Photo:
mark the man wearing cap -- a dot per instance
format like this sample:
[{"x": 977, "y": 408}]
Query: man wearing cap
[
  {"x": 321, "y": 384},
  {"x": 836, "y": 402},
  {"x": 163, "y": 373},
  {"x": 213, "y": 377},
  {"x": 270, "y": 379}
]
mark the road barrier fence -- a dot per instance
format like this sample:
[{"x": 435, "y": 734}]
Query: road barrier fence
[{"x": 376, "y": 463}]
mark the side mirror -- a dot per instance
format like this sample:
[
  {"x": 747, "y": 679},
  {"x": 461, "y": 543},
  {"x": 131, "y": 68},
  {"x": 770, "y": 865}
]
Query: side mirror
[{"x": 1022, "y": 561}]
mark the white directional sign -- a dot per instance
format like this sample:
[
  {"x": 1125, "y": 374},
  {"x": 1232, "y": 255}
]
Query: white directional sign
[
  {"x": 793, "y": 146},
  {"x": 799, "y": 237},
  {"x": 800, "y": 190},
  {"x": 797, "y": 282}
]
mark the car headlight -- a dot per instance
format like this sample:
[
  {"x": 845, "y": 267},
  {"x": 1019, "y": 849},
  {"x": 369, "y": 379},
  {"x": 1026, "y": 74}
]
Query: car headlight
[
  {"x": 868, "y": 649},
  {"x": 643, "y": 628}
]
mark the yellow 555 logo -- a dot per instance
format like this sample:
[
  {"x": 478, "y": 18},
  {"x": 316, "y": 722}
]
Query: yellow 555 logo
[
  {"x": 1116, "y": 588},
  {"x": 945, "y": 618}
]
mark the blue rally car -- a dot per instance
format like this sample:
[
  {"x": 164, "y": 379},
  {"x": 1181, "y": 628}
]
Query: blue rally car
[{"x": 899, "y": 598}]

......

### Do this
Scale up all the lines above by copying them in full, requests included, and multiplying every x and y coordinate in the answers by 1.1, rounded to whole numbers with halves going up. Keep the numbers in the requests and their format samples unchanged.

### Solution for this problem
Photo:
mark the man wearing cap -- a dot per instance
format like this sample:
[{"x": 977, "y": 408}]
Query: man wearing cap
[
  {"x": 353, "y": 422},
  {"x": 920, "y": 442},
  {"x": 179, "y": 410},
  {"x": 234, "y": 415},
  {"x": 297, "y": 417}
]
mark the road barrier fence -- a dot per instance
format like this sample:
[{"x": 435, "y": 734}]
Query: road barrier fence
[{"x": 414, "y": 509}]
mark the side mirror -- a dot per instance
format like this sample:
[
  {"x": 747, "y": 679},
  {"x": 461, "y": 543},
  {"x": 131, "y": 68},
  {"x": 770, "y": 865}
]
Query: side mirror
[{"x": 1124, "y": 617}]
mark the white directional sign -- a dot per instance
format like this sample:
[
  {"x": 1125, "y": 374},
  {"x": 1232, "y": 255}
]
Query: white directional sign
[
  {"x": 872, "y": 161},
  {"x": 879, "y": 261},
  {"x": 880, "y": 209},
  {"x": 877, "y": 310}
]
mark the car headlight -- a dot per instance
format like this sample:
[
  {"x": 845, "y": 267},
  {"x": 1019, "y": 849},
  {"x": 369, "y": 379},
  {"x": 1026, "y": 74}
]
Query: car headlight
[
  {"x": 955, "y": 714},
  {"x": 707, "y": 691}
]
mark the yellow 555 logo -- a dot per instance
format like this sample:
[
  {"x": 478, "y": 18},
  {"x": 316, "y": 722}
]
Query: yellow 555 logo
[
  {"x": 1228, "y": 647},
  {"x": 1040, "y": 680}
]
mark the blue rally car -- a dot per instance
format like this sample:
[
  {"x": 164, "y": 379},
  {"x": 1181, "y": 628}
]
Query: blue rally car
[{"x": 989, "y": 658}]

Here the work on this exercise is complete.